:: Set problem ::
Select every line in the rows below that contains the string "woman" and copy each one out.

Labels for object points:
_ _ _ _ _

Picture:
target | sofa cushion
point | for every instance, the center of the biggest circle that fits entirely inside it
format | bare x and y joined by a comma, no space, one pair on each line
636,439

_ _ _ _ _

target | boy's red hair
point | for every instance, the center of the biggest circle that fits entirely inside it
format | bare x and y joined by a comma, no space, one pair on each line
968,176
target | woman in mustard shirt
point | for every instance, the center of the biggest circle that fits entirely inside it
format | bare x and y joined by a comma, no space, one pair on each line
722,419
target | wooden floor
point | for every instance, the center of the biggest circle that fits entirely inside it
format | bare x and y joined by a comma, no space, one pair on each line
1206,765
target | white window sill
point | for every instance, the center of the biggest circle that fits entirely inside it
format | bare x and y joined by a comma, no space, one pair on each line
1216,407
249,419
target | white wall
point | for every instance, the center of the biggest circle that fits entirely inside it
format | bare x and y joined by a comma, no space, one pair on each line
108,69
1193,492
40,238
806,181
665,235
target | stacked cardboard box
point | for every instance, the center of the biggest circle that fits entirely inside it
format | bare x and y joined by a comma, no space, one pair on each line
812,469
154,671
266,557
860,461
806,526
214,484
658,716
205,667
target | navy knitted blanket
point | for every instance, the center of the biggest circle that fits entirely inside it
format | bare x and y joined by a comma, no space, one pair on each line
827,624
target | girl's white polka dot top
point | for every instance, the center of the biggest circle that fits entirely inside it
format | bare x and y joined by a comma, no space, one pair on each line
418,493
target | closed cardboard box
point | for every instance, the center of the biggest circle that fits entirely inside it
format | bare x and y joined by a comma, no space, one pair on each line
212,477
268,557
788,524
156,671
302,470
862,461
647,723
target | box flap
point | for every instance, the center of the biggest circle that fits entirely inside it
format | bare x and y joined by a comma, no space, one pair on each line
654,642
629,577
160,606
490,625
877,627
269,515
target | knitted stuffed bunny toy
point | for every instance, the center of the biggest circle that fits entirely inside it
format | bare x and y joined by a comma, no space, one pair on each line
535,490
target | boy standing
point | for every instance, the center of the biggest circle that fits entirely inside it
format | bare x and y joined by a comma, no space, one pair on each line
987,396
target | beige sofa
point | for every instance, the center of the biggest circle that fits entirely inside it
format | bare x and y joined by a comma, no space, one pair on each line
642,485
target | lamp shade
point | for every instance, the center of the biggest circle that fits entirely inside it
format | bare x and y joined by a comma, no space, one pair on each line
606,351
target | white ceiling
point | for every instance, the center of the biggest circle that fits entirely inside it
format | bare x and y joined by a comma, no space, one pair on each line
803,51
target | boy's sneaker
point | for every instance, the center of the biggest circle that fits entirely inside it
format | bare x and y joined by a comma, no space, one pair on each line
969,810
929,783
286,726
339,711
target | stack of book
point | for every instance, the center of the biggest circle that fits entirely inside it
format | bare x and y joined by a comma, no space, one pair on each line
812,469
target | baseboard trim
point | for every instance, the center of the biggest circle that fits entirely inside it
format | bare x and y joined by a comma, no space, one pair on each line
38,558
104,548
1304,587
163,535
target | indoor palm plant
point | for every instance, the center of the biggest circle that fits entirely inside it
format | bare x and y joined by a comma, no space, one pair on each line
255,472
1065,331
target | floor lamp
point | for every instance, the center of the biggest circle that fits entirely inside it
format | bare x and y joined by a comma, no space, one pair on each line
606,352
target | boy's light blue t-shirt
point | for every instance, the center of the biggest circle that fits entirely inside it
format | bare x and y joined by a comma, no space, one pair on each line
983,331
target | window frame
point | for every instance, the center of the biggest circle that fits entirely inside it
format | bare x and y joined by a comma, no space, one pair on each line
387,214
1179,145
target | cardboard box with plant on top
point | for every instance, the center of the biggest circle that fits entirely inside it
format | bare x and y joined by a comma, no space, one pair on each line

_ _ _ _ _

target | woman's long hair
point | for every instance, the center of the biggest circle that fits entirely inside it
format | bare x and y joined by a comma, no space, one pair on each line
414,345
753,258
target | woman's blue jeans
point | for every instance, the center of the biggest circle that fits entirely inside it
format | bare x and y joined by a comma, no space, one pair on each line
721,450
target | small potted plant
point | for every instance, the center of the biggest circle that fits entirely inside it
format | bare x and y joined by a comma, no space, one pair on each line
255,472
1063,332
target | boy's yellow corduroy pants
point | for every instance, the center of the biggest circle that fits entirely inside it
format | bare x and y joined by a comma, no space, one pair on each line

_ _ _ _ _

:: Full solution ::
target | woman in mustard shirt
target | woman's long hair
target | woman's blue jeans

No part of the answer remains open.